* BEREITGESTELLTE DATENSÄTZE
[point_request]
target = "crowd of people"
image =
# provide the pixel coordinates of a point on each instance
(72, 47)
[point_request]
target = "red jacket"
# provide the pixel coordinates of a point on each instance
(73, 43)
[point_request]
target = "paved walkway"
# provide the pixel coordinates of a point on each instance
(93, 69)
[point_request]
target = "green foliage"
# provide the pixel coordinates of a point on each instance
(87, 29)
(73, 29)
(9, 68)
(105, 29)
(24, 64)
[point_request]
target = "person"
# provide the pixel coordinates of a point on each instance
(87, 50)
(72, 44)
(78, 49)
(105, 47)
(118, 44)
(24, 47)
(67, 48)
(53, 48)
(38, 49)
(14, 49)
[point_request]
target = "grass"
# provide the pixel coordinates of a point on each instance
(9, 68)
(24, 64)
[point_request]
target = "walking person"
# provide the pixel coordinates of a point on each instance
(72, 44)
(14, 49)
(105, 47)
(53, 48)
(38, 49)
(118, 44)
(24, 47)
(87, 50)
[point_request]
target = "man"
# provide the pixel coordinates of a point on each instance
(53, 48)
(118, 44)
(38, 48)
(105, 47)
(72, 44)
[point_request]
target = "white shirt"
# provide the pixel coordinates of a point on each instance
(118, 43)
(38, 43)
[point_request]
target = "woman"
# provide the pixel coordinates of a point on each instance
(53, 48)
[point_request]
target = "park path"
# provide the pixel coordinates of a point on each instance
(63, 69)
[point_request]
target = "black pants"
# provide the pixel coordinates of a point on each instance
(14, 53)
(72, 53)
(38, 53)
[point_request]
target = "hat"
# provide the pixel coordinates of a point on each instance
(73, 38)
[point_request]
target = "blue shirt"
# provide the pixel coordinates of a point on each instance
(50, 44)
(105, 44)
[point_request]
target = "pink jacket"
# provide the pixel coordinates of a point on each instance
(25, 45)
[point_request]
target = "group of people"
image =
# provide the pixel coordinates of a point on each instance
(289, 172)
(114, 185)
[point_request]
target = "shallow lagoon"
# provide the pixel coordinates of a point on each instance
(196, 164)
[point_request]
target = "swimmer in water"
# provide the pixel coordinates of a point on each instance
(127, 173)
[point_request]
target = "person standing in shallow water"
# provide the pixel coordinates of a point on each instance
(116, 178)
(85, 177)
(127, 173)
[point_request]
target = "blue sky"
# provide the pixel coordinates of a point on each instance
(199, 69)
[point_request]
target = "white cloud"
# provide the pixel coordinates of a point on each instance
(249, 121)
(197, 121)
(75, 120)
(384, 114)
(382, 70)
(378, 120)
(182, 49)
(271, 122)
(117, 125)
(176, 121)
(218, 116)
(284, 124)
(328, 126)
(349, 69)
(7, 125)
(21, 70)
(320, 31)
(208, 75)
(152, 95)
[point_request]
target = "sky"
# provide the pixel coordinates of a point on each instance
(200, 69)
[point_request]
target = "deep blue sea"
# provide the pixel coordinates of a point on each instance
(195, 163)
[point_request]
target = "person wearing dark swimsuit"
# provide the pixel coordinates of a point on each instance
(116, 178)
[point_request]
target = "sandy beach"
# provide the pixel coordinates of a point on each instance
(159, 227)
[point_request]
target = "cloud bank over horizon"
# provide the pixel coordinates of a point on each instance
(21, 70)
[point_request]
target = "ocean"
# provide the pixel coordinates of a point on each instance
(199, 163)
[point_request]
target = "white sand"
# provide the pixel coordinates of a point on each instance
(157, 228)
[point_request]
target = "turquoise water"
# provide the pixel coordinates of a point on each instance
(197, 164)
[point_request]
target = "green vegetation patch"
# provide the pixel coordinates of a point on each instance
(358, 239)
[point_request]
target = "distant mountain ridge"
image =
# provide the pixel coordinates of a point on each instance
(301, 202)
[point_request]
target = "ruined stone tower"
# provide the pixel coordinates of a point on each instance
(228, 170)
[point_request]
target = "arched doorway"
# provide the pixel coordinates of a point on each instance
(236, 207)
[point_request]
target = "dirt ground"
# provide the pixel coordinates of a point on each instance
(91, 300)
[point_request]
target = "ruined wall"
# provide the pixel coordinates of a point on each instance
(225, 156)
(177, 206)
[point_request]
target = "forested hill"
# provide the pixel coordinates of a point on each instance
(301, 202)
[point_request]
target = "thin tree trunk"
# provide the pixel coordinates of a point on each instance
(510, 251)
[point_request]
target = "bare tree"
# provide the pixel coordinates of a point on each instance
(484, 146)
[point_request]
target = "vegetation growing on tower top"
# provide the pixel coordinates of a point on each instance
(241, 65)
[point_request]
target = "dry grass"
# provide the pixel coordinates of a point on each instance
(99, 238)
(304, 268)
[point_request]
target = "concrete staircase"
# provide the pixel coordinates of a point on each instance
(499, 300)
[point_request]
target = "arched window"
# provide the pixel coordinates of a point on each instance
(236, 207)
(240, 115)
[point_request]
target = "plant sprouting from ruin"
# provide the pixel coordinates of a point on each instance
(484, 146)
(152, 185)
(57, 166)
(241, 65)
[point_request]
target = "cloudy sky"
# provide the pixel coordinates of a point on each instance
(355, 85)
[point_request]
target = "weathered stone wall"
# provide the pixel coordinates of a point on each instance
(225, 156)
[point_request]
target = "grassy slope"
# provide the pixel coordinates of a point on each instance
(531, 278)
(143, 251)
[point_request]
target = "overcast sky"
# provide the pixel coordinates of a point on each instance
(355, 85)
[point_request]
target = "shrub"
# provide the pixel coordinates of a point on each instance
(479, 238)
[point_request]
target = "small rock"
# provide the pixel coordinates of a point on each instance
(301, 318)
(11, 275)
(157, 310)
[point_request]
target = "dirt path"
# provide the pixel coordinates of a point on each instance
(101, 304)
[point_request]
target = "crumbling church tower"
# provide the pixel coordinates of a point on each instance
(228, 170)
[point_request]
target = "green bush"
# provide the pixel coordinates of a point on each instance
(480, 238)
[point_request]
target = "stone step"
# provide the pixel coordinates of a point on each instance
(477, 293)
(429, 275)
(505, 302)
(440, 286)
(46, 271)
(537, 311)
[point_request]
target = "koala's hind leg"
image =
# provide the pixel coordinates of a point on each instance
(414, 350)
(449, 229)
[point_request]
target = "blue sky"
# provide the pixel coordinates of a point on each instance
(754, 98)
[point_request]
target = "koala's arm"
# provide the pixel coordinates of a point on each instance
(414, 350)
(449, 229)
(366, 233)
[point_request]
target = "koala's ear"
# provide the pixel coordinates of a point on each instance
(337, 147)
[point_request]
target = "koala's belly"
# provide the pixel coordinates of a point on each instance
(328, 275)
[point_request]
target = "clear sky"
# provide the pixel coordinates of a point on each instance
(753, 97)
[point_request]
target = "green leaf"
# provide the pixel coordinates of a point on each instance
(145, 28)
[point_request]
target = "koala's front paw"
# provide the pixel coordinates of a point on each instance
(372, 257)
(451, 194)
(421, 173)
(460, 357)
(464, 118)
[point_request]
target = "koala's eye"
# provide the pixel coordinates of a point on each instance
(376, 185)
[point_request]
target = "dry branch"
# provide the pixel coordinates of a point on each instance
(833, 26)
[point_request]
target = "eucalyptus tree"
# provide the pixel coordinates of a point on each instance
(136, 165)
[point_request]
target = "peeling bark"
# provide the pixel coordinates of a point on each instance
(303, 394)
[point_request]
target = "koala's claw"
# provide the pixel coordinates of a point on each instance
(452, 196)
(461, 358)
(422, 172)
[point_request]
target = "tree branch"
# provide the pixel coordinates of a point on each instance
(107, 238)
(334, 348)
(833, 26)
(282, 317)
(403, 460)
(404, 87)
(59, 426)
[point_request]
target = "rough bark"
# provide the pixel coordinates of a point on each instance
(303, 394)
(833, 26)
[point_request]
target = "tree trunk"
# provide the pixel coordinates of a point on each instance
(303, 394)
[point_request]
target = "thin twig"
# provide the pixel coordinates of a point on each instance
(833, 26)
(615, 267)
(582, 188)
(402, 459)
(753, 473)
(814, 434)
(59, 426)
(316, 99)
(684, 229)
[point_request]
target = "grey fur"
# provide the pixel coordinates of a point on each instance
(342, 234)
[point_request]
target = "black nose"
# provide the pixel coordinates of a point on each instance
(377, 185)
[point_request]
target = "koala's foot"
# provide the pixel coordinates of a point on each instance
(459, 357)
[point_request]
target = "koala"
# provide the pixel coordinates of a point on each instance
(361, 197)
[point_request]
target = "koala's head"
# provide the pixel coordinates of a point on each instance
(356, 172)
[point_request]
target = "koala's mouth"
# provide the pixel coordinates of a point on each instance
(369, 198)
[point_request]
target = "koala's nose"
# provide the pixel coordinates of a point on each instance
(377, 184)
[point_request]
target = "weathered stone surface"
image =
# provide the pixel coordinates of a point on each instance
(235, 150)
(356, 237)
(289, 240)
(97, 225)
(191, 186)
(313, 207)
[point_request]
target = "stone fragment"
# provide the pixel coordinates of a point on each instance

* AUFGABENSTELLUNG
In wie vielen Zeilen der Datensätze steht die Zeichenfolge „arched“, wenn Groß- und Kleinschreibung berücksichtigt wird? Gib nur die Anzahl an.

* SCHRIFTLICHE ANTWORT
2